WHAT NEEDS TO BE DONE -
Return the data in full, exactly as it was written.

(Point localization data)
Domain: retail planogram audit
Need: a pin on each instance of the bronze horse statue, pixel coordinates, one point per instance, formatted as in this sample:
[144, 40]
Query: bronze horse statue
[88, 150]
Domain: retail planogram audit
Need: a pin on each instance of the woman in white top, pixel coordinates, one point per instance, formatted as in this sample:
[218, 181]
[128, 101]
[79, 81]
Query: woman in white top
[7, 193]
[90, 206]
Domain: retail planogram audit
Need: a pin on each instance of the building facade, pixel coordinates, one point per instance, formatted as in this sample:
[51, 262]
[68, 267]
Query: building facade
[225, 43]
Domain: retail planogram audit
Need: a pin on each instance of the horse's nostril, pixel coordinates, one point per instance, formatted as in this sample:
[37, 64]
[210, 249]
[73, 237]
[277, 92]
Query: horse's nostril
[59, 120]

EXPECTED ANSWER -
Domain: retail planogram audit
Need: a pin on each instance of the bronze horse statue, pixel coordinates, one point per instance, formatted as in this sample:
[144, 40]
Query: bronze horse statue
[88, 150]
Domain: retail planogram audit
Need: a pin on each instance of the woman in white top, pixel coordinates, one point per instance, formatted as in this sample:
[218, 181]
[128, 101]
[79, 81]
Query: woman in white top
[7, 193]
[90, 206]
Domain: retail planogram audit
Need: a pin on each instance of the building facade, pixel coordinates, one point per instance, formatted as in this sample:
[51, 262]
[68, 267]
Query: building facade
[225, 43]
Domain: retail planogram audit
Need: a pin on each instance of the horse's nostril, pixel coordinates, one point per instance, formatted as in this sample:
[37, 64]
[210, 249]
[73, 237]
[277, 92]
Query: horse's nostril
[59, 120]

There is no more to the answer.